Things to do:
1. Can you print the passage on XML DOCUMENT and CONTENT values, without any changes, between "Without DTDs in" and "xmlparse(content 'test/')", inclusive?
2. Would you continue the explanation of how XMLCONCAT handles DTDs, picking up right after the last line shown?

Selected excerpt:
(begin)
XML values can either contain a DOCUMENT or CONTENT. In the first case, the 
value is well-formed XML according to the XML specification. In the latter 
case, the value is a collection of nodes, each of which may contain children. 
Without DTDs in the mix, CONTENT is thus a generalization of DOCUMENT, i.e. a 
DOCUMENT may contain only a single root node while a CONTENT may contain 
multiple. That guarantees that a concatenation of two XML values is always at 
least valid CONTENT. That, however, is no longer true once DTDs enter the 
picture. A DOCUMENT may contain a DTD as long as it precedes the root node 
(processing instructions and comments may precede the DTD, though). Yet CONTENT 
may not include a DTD at all. A concatenation of a DOCUMENT with a DTD and 
CONTENT thus yields something that is neither a DOCUMENT nor a CONTENT, yet 
XMLCONCAT fails to complain. The following example fails for XMLOPTION set to 
DOCUMENT as well as for XMLOPTION set to CONTENT.

  select xmlconcat(
xmlparse(document '!DOCTYPE test [!ELEMENT test EMPTY]test/'),
xmlparse(content 'test/')
(end)
Given material:
(begin)
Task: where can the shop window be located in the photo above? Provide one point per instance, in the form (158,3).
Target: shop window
(end)
Outputs:
1.
Without DTDs in the mix, CONTENT is thus a generalization of DOCUMENT, i.e. a 
DOCUMENT may contain only a single root node while a CONTENT may contain 
multiple. That guarantees that a concatenation of two XML values is always at 
least valid CONTENT. That, however, is no longer true once DTDs enter the 
picture. A DOCUMENT may contain a DTD as long as it precedes the root node 
(processing instructions and comments may precede the DTD, though). Yet CONTENT 
may not include a DTD at all. A concatenation of a DOCUMENT with a DTD and 
CONTENT thus yields something that is neither a DOCUMENT nor a CONTENT, yet 
XMLCONCAT fails to complain. The following example fails for XMLOPTION set to 
DOCUMENT as well as for XMLOPTION set to CONTENT.

  select xmlconcat(
xmlparse(document '!DOCTYPE test [!ELEMENT test EMPTY]test/'),
xmlparse(content 'test/')

2.
  )::text::xml;

Solving this seems a bit messy, unfortunately. First, I think we need to have 
some XMLOPTION value which is a superset of all the others - otherwise, dump  
restore won't work reliably. That means either allowing DTDs if XMLOPTION is 
CONTENT, or inventing a third XMLOPTION, say ANY.

We then need to ensure that combining XML values yields something that is valid 
according to the most general XMLOPTION setting. That means either 

(1) Removing the DTD from all but the first argument to XMLCONCAT, and 
similarly all but the first value passed to XMLAGG

or

(2) Complaining if these values contain a DTD. 

or 

(3) Allowing multiple DTDs in a document if XMLOPTION is, say, ANY.

I'm not in favour of (3), since clients are unlikely to be able to process such 
a value. (1) matches how we currently handle XML declarations (?xml …?), so 
I'm slightly in favour of that.

Thoughts?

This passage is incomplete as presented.